WORK TASK — In the listing below, a line holding "indicate the white office" and a line holding "indicate the arched" mark the range. Retype both exactly, with all lines between them.

——

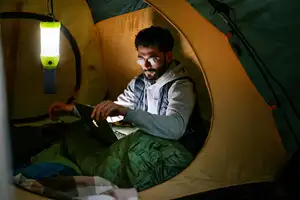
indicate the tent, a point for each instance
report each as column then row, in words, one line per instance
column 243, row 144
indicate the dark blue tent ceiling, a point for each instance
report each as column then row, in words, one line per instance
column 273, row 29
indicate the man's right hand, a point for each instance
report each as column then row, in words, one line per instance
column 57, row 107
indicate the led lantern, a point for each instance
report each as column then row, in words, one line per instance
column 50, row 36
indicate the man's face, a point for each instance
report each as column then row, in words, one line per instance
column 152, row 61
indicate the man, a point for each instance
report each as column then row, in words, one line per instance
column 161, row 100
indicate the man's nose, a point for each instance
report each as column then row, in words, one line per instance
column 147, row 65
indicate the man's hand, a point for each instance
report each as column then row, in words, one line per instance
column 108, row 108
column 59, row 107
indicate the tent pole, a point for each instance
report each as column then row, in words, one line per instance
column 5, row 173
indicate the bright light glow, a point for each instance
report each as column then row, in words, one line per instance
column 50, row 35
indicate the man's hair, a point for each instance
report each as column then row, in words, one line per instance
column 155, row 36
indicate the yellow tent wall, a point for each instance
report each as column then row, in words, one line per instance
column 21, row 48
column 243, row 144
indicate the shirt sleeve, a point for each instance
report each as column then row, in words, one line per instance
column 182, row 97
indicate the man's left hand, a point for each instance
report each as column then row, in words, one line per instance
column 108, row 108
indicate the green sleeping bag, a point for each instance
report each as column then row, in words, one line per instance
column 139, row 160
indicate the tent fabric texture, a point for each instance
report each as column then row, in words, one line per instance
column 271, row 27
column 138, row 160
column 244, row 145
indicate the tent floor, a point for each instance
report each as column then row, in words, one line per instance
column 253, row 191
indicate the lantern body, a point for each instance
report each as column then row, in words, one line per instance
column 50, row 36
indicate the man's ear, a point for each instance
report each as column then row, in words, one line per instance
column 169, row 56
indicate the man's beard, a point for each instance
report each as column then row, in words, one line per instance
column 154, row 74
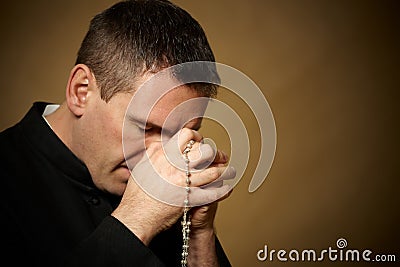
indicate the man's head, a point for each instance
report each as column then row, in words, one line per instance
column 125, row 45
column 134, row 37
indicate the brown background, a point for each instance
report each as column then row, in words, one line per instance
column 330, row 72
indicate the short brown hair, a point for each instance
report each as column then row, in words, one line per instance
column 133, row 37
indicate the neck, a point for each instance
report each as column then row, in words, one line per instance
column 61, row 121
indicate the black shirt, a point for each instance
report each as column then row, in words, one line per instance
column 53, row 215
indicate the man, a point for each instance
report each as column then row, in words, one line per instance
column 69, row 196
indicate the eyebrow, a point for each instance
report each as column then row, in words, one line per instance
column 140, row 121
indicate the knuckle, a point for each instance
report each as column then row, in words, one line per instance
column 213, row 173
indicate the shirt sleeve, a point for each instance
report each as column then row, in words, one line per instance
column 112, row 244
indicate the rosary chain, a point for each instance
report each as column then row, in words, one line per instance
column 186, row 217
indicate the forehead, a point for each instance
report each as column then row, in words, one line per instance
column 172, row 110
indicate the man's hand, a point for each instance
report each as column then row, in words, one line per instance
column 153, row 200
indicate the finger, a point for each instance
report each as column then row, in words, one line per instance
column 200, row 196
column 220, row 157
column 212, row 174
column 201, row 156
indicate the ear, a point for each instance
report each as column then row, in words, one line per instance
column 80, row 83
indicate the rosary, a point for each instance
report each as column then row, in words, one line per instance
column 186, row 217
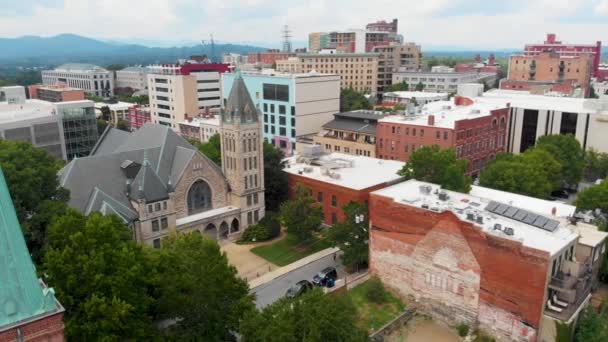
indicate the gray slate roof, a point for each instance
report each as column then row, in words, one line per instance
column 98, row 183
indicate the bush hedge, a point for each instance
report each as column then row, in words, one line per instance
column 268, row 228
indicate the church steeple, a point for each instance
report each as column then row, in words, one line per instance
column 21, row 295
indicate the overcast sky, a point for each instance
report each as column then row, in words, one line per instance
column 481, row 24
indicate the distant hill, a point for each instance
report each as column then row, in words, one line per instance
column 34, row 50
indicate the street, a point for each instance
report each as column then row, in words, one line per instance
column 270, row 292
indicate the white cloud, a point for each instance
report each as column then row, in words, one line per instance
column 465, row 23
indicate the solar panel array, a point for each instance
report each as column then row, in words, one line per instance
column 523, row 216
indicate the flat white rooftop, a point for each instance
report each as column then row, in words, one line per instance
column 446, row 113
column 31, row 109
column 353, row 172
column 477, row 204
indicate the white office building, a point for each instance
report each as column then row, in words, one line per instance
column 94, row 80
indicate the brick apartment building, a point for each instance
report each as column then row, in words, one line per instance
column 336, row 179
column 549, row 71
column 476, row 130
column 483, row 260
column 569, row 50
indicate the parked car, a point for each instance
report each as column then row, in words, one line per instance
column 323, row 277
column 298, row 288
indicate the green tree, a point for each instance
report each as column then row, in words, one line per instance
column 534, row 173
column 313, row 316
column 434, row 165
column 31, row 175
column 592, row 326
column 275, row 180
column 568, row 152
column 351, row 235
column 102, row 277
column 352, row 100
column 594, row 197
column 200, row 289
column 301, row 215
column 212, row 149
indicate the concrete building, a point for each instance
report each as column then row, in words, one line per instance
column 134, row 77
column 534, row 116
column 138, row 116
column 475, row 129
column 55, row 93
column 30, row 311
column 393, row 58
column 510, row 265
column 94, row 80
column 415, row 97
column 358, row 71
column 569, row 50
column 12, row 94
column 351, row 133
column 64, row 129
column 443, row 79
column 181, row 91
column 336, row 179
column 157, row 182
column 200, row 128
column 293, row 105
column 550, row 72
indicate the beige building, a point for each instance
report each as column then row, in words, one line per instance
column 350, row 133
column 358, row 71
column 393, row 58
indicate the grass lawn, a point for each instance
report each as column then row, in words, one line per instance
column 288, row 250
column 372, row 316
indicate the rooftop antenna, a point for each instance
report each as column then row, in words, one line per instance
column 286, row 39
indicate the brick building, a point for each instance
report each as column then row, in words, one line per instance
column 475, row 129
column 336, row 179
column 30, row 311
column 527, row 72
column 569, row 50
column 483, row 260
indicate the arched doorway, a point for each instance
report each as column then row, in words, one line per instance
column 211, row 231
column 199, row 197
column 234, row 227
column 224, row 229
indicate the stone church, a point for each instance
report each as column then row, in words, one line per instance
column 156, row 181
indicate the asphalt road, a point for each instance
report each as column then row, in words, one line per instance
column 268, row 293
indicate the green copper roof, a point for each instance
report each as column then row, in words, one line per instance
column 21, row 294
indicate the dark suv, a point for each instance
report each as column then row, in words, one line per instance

——

ANSWER TO THE PROBLEM —
indicate the white office building, a point for each instance
report each as column then row, in words, one line per instance
column 94, row 80
indicate the brick apartment building, a point for each instance
report each as column then row, in words, one line per instance
column 336, row 179
column 549, row 71
column 476, row 130
column 483, row 260
column 569, row 50
indicate the parked car, a point for each instance
report each as column then row, in words, one line per instance
column 323, row 277
column 298, row 288
indicate the green tree, a point for each instance
report each as column then row, in words, one line per instance
column 534, row 173
column 313, row 316
column 434, row 165
column 31, row 175
column 592, row 326
column 275, row 180
column 568, row 152
column 351, row 235
column 102, row 277
column 352, row 100
column 594, row 197
column 200, row 289
column 301, row 215
column 212, row 149
indicate the concrete building, a point for each instance
report each as column then row, in words, one line per instance
column 134, row 77
column 534, row 116
column 138, row 116
column 475, row 129
column 55, row 93
column 30, row 311
column 393, row 58
column 510, row 265
column 94, row 80
column 415, row 97
column 358, row 71
column 569, row 50
column 12, row 94
column 351, row 133
column 64, row 129
column 443, row 79
column 181, row 91
column 336, row 179
column 157, row 182
column 200, row 128
column 293, row 105
column 550, row 72
indicate the beige building, a point for each instance
report each as column then row, in words, one line per instance
column 350, row 133
column 358, row 71
column 393, row 58
indicate the grass lawn, a point for each instance
report each as column then row, in words, one line per instance
column 288, row 250
column 372, row 316
indicate the rooftop antenna, a point for each instance
report each as column then row, in words, one line per instance
column 286, row 39
indicate the brick building, a point for each instance
report each as column then row, in words, one line per instance
column 475, row 129
column 336, row 179
column 30, row 311
column 527, row 72
column 569, row 50
column 483, row 260
indicate the arched doorway, a point for each instance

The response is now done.